WORK TO BE COMPLETED
Reproduce verbatim the final portion of the material below, from the line containing "of the circular" through its last line, and nothing else.

INPUT MATERIAL
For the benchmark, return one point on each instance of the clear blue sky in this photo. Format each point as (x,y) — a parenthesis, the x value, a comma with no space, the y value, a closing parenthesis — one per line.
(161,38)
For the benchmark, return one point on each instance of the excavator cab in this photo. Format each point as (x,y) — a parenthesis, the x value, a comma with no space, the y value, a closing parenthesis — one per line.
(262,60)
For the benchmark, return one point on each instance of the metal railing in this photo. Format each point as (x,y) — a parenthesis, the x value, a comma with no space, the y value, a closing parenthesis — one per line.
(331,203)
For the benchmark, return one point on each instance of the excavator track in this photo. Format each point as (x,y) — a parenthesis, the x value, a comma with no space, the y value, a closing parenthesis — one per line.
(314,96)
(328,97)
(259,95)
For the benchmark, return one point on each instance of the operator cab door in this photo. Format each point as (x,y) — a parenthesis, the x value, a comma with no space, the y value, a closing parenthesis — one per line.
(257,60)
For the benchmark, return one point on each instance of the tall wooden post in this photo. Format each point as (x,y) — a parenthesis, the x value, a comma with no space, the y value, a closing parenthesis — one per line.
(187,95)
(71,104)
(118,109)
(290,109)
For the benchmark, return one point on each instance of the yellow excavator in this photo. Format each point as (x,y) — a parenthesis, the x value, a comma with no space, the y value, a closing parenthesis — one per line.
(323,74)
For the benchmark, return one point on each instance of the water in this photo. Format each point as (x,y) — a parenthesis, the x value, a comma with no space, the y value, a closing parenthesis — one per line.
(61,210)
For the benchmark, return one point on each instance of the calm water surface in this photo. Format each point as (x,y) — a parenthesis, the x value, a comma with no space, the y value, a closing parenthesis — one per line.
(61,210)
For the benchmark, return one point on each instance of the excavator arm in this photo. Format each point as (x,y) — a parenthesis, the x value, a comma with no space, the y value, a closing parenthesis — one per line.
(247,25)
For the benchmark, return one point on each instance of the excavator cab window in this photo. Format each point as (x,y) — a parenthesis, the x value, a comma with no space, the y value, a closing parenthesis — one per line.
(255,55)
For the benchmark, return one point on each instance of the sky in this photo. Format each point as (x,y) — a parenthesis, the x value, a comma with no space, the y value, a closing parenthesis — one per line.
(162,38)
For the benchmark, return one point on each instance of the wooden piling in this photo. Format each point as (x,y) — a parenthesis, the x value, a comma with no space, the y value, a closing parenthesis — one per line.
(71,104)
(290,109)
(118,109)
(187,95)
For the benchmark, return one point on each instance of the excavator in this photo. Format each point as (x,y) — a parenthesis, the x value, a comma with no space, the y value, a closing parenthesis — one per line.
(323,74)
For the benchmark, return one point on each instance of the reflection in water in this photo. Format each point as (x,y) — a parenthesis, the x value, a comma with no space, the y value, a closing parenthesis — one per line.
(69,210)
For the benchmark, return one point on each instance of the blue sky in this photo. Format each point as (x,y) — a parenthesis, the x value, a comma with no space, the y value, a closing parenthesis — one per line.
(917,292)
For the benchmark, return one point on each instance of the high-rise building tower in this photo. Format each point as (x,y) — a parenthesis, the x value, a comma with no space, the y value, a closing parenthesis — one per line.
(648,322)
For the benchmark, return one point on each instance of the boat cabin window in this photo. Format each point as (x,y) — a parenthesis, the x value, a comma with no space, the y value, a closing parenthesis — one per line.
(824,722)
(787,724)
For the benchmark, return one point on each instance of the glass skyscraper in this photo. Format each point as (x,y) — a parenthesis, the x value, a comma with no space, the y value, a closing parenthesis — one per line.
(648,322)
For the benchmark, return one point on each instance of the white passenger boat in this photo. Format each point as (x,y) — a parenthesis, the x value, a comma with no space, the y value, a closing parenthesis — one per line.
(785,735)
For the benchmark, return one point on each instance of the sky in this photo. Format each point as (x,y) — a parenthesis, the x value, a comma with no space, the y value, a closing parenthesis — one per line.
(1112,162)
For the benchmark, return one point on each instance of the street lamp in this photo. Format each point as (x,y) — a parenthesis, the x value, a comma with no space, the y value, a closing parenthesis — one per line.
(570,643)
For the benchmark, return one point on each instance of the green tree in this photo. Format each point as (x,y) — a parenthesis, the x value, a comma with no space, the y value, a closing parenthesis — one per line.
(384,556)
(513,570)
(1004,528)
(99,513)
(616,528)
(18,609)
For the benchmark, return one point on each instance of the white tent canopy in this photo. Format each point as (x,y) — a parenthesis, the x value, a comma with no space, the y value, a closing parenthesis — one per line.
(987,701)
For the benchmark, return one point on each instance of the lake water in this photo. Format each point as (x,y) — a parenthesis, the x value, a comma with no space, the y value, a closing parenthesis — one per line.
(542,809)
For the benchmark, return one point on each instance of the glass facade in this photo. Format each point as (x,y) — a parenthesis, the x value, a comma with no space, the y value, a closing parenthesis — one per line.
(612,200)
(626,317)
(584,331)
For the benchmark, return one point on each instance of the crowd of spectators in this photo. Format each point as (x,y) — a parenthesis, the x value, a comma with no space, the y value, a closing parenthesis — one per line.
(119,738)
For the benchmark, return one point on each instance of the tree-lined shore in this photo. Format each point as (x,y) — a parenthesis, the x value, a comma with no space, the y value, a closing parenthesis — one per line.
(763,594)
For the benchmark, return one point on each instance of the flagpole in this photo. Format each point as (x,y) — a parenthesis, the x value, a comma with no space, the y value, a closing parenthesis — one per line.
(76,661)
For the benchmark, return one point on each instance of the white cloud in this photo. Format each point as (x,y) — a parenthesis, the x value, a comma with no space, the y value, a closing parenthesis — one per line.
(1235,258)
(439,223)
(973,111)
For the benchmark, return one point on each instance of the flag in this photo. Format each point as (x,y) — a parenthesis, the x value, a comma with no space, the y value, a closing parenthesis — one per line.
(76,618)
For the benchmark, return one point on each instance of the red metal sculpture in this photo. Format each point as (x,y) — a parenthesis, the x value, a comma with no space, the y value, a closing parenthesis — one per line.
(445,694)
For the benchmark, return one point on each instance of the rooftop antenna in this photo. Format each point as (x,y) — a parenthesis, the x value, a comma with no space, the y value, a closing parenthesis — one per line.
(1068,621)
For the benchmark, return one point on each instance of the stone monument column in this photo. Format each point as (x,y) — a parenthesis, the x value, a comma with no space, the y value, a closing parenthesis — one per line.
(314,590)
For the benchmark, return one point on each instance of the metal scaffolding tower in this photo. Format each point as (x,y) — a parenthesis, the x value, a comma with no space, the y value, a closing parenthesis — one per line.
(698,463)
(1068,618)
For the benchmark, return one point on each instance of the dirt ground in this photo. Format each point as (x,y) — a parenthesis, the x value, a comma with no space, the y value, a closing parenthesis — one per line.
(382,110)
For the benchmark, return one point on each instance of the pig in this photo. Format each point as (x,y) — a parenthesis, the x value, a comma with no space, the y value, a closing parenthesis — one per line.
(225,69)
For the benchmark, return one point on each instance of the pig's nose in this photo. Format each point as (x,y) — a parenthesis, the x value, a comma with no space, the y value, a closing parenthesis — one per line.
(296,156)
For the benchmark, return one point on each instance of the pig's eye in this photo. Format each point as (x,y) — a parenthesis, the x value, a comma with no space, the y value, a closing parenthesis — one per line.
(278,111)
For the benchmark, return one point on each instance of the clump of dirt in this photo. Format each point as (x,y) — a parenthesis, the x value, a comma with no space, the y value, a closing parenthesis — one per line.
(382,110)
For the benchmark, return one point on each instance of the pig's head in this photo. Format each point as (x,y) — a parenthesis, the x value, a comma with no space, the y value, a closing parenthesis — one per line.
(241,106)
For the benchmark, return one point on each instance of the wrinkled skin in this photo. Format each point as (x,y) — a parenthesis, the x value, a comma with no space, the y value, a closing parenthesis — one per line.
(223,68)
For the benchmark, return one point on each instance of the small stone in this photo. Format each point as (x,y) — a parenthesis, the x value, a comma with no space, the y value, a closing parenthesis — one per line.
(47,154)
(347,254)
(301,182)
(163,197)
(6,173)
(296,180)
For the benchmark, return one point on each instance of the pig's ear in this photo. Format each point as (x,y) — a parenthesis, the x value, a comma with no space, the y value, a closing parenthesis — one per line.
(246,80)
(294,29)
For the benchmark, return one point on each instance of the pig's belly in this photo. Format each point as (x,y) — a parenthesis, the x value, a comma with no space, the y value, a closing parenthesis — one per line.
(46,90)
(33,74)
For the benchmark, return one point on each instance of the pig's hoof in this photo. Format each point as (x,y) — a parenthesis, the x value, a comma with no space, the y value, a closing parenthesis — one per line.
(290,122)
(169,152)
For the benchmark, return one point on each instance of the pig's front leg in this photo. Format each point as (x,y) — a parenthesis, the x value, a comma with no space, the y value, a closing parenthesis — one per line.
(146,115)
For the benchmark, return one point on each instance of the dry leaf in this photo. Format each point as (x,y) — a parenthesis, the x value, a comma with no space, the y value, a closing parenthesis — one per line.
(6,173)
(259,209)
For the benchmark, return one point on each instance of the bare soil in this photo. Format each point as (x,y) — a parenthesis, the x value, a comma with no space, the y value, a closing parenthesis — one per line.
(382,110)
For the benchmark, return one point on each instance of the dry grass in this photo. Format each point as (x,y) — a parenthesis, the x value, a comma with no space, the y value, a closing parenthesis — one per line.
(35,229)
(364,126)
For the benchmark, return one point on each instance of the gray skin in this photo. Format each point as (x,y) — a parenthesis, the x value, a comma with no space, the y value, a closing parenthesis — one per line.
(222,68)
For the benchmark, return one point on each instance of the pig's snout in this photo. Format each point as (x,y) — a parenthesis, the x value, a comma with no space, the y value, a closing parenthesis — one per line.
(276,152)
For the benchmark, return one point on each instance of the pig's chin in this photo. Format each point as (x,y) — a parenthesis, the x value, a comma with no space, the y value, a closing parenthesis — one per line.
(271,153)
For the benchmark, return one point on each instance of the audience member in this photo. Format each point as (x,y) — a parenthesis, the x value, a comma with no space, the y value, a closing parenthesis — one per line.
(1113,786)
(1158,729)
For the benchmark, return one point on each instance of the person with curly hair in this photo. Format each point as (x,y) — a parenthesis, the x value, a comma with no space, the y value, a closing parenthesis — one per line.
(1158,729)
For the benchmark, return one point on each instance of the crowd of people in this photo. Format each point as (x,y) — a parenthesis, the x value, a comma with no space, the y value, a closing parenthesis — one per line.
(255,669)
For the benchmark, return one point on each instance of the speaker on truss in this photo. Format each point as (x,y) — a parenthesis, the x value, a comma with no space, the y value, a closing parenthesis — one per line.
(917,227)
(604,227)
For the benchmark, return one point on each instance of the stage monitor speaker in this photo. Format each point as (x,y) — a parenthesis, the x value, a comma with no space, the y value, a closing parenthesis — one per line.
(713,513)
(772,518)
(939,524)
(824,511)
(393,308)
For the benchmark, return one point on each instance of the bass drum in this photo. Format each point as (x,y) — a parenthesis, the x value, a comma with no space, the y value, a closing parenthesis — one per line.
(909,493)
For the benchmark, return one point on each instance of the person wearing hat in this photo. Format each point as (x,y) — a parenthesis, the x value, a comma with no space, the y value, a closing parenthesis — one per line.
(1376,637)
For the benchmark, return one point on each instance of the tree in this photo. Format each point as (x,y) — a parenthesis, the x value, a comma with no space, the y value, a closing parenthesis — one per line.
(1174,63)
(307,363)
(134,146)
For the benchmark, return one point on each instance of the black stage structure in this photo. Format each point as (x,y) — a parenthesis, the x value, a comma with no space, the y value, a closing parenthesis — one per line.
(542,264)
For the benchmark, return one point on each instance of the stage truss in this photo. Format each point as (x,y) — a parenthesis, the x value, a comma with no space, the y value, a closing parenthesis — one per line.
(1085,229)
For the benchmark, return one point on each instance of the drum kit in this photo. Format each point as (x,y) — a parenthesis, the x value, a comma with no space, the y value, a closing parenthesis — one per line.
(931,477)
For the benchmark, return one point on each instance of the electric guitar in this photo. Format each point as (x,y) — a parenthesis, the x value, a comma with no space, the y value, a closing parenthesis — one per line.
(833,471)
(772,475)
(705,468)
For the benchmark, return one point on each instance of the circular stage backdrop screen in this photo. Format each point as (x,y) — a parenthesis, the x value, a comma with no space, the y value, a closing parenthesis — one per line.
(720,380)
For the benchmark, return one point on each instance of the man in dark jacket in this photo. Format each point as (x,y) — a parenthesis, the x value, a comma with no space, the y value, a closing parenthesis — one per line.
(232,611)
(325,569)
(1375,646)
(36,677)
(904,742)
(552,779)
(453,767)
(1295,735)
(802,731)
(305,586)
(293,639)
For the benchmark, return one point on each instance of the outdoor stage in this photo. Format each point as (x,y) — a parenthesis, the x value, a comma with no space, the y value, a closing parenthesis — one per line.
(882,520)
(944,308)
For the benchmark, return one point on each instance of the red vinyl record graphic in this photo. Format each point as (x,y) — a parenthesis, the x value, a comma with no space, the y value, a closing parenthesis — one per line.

TASK RESPONSE
For the benchmark, return one point on each instance of the circular stage backdrop screen in this photo. Format each point as (x,y) — a parenthesis, the x value, a comma with no space, the y value, a closing parenthesis — one per line.
(720,380)
For the benchmark, return one point on each instance of the man in dark jacket in this photo. Format each point as (x,y) — a parenthesis, the x value, a comma with no space, the y value, a closing parenthesis — one per line.
(232,611)
(325,569)
(1375,646)
(36,677)
(904,742)
(552,779)
(453,767)
(1295,735)
(802,731)
(305,586)
(293,639)
For the benchmark, return one point on each instance of the outdoor stage in this photo. Format each point as (x,y) — a parenthesis, the x value, a comma with no space, the y value, a closing parenthesis — one per line.
(882,520)
(944,308)
For the benchmark, return one point on each instance of the red vinyl record graphic in this photo. Format each point as (x,y) — a parenthesis, the x value, a comma with no space, the y value, a closing parenthesis — one per line.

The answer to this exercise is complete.